**Source text:**
Cerebral impairment is a decline in cognitive function that is more severe than expected during the normal aging process, but not as serious as dementia. The patient’s cognitive abilities are not comparable to peers, but it may be possible to live independently and perform a variety of tasks without assistance. This condition can manifest in a variety of ways, and is associated with a range of causes. These can include exposure to hazardous chemicals, brain injuries, and neurological disease.
Patients with cerebral impairment may have memory problems like not being able to perform tasks they should know how to do or being unable to learn new activities. They can also forget dates, names, and other basic information that is normally retained with age. For patients born with cognitive deficits, it may be difficult to acquire language skills. Critical thinking can be challenging and may make it hard for the patient to solve problems, interpret complex information, and answer multi-part questions.
At birth, some people have a form of cerebral impairment. This may be due to congenital abnormalities, fetal exposure to toxins, or problems with the birth. A 2007 study in England showed that vanishing twin, where a twin dies during the second or third trimester of pregnancy, is also a potential cause of cerebral impairment. Infants may display signs of cognitive deficits early, and can lag behind their peers when it comes to learning in school settings.
Other people may develop cerebral impairment over time as they incur brain injuries or acquire medical conditions that affect the brain. This condition is more common in older adults, but is not a normal part of the aging process. Family members, friends, and care providers may notice that a patient has become more forgetful, less focused, and less capable of completing tasks. Cerebral impairment can interfere with self care skills, and may be noticeable in the form of less attention to personal hygiene, eating, and other tasks of daily living.
If a doctor suspects a patient has cerebral impairment, the patient may need to see a neurologist. A screening can provide information about the level of impairment and when it started, which may provide some clues about the cause. This can allow the neurologist to make some treatment recommendations. It may not be possible to reverse the impairment, but it could be stabilized, and the patient might benefit from tools like occupational therapy or a personal assistant to help with some tasks. Screening also provides a baseline level of information that the doctor can refer to in the future to determine if the patient is getting better or worse.

**Exercise description:** List every cause the cerebral impairment text gives for cerebral impairment that is present at birth. The lines after this point have nothing to do with the cerebral impairment text.

**Supplied information:**
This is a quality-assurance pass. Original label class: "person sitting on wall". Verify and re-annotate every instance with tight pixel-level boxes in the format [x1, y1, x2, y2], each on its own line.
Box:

**Answer space:**
- Congenital abnormalities
- Fetal exposure to toxins
- Problems with the birth
- Vanishing twin, where a twin dies during the second or third trimester of pregnancy